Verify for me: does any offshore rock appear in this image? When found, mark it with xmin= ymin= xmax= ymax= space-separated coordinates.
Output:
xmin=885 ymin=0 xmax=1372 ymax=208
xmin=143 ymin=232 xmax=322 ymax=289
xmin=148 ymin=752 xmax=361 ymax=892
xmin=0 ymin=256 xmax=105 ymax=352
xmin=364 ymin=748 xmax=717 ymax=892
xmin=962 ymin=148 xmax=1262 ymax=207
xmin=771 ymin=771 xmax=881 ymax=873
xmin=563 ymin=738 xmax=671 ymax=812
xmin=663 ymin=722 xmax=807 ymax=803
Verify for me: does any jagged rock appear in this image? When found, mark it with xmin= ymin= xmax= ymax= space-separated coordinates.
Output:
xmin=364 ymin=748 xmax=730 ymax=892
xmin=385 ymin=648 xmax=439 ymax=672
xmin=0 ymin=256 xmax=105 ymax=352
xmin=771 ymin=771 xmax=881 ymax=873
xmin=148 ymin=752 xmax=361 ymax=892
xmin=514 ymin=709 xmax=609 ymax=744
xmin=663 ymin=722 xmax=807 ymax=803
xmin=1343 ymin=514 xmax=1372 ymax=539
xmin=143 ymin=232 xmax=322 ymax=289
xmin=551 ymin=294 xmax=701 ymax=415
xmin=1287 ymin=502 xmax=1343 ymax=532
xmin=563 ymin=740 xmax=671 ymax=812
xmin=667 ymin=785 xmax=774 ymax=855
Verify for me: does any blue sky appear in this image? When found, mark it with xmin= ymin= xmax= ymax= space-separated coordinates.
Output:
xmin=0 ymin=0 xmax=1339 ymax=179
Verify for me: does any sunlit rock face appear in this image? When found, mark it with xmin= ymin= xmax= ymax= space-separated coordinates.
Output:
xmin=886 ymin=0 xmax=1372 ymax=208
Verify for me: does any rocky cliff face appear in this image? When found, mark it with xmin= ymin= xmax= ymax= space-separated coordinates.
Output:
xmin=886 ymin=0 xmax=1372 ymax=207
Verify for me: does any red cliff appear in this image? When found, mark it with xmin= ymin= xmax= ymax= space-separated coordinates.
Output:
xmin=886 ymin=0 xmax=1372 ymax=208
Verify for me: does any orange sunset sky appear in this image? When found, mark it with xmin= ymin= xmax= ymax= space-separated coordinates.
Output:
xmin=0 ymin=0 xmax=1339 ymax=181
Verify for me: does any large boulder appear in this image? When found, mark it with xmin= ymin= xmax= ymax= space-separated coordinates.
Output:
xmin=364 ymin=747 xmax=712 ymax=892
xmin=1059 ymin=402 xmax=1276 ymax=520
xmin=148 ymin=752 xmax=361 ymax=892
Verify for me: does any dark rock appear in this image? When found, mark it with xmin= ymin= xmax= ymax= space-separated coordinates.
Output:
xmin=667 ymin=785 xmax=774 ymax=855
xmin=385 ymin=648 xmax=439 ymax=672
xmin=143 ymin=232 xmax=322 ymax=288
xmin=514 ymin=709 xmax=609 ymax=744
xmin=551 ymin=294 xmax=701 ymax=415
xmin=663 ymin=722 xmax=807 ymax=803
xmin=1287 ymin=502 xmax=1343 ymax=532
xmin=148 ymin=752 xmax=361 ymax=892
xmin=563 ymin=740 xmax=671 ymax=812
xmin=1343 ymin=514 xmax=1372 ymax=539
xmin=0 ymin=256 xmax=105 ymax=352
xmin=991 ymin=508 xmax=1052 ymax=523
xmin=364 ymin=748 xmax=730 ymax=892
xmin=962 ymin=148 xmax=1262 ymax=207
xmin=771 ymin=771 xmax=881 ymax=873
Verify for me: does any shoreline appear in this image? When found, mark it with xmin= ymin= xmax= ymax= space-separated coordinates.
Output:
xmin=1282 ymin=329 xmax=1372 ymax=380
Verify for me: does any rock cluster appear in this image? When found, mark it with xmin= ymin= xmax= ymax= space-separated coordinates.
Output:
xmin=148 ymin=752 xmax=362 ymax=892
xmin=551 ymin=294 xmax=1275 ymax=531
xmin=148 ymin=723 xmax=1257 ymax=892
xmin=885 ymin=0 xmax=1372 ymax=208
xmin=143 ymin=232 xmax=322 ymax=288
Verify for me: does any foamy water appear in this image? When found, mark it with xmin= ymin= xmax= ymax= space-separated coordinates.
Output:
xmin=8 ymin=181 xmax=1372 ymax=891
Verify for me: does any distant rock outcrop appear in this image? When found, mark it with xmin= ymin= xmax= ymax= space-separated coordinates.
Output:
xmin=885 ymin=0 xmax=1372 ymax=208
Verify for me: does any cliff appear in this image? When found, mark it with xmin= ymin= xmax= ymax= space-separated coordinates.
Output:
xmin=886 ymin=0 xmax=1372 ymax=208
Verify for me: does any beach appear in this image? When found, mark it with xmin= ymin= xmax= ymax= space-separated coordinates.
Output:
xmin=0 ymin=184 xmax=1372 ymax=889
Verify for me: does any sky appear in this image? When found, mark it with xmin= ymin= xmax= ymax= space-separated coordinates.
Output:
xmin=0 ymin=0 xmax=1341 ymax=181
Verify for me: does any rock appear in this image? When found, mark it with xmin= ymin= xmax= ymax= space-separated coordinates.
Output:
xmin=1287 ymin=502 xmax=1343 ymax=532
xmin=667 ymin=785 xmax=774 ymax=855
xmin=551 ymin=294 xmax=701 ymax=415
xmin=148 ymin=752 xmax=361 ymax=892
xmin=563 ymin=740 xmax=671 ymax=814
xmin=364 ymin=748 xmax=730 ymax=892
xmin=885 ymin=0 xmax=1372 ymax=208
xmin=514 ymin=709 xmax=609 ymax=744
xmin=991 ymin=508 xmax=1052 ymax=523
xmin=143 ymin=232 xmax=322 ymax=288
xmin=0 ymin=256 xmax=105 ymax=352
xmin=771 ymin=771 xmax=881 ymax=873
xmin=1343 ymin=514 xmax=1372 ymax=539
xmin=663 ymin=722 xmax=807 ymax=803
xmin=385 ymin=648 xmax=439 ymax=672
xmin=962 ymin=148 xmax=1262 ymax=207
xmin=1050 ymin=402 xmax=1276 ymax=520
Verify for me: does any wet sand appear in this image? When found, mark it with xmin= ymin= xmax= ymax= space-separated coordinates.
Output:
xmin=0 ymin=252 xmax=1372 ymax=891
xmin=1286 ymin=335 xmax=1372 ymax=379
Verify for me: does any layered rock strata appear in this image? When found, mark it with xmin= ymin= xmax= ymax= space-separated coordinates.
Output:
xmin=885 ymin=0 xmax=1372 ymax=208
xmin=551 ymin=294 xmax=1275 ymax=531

__Exercise directions__: Rescale the data starting at the line that has "Verify for me: does any wet" and ending after the line that has "xmin=1286 ymin=335 xmax=1372 ymax=379", writing out only those lines, requests included. Multiply every answer coordinate by 2.3 and round to whole numbers, halves up.

__Full answer__:
Verify for me: does any wet sand appear in this image? When found, mark it with xmin= ymin= xmax= ymax= space-separated coordinates.
Output:
xmin=0 ymin=580 xmax=3156 ymax=2049
xmin=2958 ymin=771 xmax=3156 ymax=872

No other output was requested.